7.1 General Linear Model

If you should say to a mathematical statistician that you have discovered that linear multiple regression analysis and the analysis of variance (and covariance) are identical systems, he would mutter something like, “Of course – general linear model,” and you might have trouble maintaining his attention. If you should say this to a typical psychologist, you would be met with incredulity, or worse. Yet it is true, and in its truth lie possibilities for more relevant and therefore more powerful exploitation of research data. (Cohen 1968)[1]

The above quote is from Cohen (1968) when he introduced psychology to the General Linear Models (GLM) using the language of regression analysis. So, what is GLM exactly? Before we delve into this topic, let’s have a history lesson.

A bit of history – Pearson vs Fisher

There are three important statisticians that I would like to introduce to you – Francis Galton, Karl Pearson and Ronald Ayman Fisher. Some of these names have been mentioned previously in the book. Francis Galton introduced the statistical concepts of correlation and regression and was credited as the first person to apply statistical methods to study human differences and intelligence. Karl Pearson, a protege of Galton, built on his mentor’s work and popularised various statistical analyses such as chi-squared tests. Both Galton and Pearson’s work played a big role in the eugenic movements and was criticised as scientific racism.[2]

Fisher, on the other hand, is an experimentalist who primarily worked on agriculture. He proposed the concepts of mean generalised and analysis of variance (mostly known as ANOVA) using Galton’s ideas on regression and Pearson’s ideas on probability distribution. Fisher also published a journal article that criticised one of Pearson’s formulas while introducing the idea of degrees of freedom (Salsburg, 2001).[3] Due to his work, RA Fisher is credited as the founder of modern statistics.

This brief history lesson provides background information on why people think that regression-based analysis and group-differences analysis (such as t-tests and ANOVAs) are different Regression analysis was popularised by figures like Galton and Pearson to explore natural variations. A couple of decades later, Fisher developed the analysis of variance and analysis of covariance to study artificial or controlled variations due to his experimentations in agriculture (Cohen, 1968).

Over the years, misconceptions about ANOVAs, t-tests, and regression analysis began to emerge. Some individuals held the mistaken belief that ANOVAs could establish causation while thinking that regression analysis could not. There was also a misconception that regression analysis was only suitable for numerical variables, while ANOVAs were somehow more appropriate for experiments. However, there are no arguments that the statistical methods are inherently related to each other. Some statisticians even suggest that ANOVA is just a special case of the GLM. Some psychology educators (me included), think that this division creates unnecessary stress for students as they are led to believe that the statistical analyses they learn are distinct and disconnected.

In saying that however, I do acknowledge that learning about ANOVAs and t-tests still has its place. For instance, a commentary on Twitter argued that learning about ANOVA “forces an understanding of and respect for degrees of freedom” and “treats experiments like actual effing experiments”. They also argued that “people trained in ANOVA can correctly use regression to analyze experiments. People trained in regression but not ANOVA mostly can not, in my experience”, (Brewer, 2023).[4]

Nevertheless, I believe that there are more advantages to teaching statistics using the GLM approach because it’s easier for students to transition into more advanced topics when there’s a framework that binds all statistical concepts together. Therefore, this framework will be the basis of the current chapter.

★ ★ ★ ★ ★

• _Work to complete_:
A) Answer these questions from the general linear model section, one line each:
(i) Who introduced the statistical concepts of correlation and regression?
(ii) What field did Fisher primarily work in?
(iii) In what year did Cohen introduce psychology to the General Linear Models?
B) Pick up the general linear model section after its last sentence and write the next paragraph.
The rows are separate material, unrelated to the general linear model section.

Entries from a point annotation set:
★ ★ ★ ★ ★

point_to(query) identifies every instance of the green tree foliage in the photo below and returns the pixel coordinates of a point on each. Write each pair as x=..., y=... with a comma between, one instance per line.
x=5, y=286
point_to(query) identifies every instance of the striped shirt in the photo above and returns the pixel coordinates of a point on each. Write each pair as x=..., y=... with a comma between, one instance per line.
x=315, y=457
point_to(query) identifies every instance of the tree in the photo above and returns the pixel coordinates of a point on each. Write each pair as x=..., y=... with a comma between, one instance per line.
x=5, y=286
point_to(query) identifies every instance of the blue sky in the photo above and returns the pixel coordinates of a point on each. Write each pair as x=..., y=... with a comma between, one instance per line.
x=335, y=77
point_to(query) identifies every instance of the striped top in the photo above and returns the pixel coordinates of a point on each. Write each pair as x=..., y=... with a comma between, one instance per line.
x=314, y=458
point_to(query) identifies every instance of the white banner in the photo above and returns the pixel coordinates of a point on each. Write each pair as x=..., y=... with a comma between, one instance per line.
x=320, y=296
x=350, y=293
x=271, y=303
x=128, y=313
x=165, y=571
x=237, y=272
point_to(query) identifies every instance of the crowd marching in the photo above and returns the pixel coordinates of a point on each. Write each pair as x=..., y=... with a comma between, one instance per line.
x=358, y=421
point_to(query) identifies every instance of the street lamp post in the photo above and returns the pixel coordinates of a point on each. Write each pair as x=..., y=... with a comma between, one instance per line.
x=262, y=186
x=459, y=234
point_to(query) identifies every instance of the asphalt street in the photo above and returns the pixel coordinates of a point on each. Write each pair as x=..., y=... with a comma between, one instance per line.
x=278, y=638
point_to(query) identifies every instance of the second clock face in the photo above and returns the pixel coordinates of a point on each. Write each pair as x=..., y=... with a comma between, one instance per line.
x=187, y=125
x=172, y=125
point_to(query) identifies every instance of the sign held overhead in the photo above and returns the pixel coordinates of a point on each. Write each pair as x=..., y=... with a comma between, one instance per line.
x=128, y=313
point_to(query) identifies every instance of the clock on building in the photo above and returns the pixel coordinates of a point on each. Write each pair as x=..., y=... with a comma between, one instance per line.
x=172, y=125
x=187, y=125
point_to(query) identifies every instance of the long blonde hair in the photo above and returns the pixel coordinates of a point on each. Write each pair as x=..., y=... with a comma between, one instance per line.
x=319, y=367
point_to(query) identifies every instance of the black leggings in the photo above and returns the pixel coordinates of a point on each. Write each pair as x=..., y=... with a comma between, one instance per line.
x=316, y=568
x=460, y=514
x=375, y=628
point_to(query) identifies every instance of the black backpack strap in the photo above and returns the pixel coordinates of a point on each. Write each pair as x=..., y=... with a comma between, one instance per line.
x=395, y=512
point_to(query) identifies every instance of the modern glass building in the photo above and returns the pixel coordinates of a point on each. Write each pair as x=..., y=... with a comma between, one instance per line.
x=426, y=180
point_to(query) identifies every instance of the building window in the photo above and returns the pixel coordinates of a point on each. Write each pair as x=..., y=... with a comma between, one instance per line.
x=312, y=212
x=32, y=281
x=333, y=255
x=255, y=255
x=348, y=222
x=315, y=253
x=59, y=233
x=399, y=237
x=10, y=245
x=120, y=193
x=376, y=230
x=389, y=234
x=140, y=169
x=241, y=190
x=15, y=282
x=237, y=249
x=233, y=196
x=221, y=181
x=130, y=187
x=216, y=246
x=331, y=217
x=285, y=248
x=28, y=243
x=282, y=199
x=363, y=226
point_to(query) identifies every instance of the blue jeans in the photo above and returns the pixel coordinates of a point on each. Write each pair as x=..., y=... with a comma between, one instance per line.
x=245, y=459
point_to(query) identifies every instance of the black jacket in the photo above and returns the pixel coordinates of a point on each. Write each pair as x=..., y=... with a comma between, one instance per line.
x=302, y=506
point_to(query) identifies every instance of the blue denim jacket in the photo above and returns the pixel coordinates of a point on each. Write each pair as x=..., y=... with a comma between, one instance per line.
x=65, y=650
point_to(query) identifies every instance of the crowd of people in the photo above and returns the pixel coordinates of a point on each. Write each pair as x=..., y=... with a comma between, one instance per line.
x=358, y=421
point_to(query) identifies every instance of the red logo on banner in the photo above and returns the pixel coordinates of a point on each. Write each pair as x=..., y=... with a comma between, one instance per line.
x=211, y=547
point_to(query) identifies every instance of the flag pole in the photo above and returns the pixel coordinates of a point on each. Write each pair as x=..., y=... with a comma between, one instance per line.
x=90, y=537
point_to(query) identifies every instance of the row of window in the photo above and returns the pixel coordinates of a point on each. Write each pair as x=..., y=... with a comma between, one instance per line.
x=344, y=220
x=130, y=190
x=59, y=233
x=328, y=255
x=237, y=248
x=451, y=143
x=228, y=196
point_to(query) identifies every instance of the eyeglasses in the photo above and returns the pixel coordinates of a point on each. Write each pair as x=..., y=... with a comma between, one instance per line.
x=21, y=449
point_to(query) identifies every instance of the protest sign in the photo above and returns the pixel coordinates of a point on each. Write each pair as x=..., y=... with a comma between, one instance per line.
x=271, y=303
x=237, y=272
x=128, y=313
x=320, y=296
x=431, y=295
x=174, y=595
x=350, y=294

★ ★ ★ ★ ★

• _Answers given_:
A)
(i) Francis Galton
(ii) Agriculture
(iii) 1968

B)
What is the General Linear Model?

Remember that early in the book we described the basic model of statistics:

data=model+error

Where our general goal is to find the model that minimises the error, subject to some other constraints (such as keeping the model relatively simple so that we can generalise beyond our specific dataset).

You have already seen the general linear model (GLM) in the earlier chapters where we modelled height in the NHANES dataset as a function of age. As you can see in Table 7.1.1, nearly all of the statistical analyses you will encounter in a psychology statistics course can be framed in terms of the GLM or an extension of it.

A general linear model is one in which the model for the outcome variable (which is often referred to as Y) is composed of a linear combination of predictors (which is often referred to as X) that are each multiplied by a weight (which is often referred to as the Greek letter beta – \beta), which determines the relative contribution of that predictor variable to the model prediction.

Let’s try a more intuitive explanation. A general linear model is like a recipe for making predictions. Imagine you’re trying to predict something, like the price of a house. In this model, you have a bunch of ingredients (predictors), like the size of the house, the number of bedrooms, and so on. Each ingredient is given a number (the beta value), which tells you how important that ingredient is for making the prediction. The bigger the beta, the more impact that ingredient has on the prediction.

So, you take the size of the house, multiply it by its beta, and then do the same for the number of bedrooms and all the other ingredients. You then add all these numbers together, which gives you the final prediction. GLM helps you figure out the best combination of these ingredients to make the most accurate prediction.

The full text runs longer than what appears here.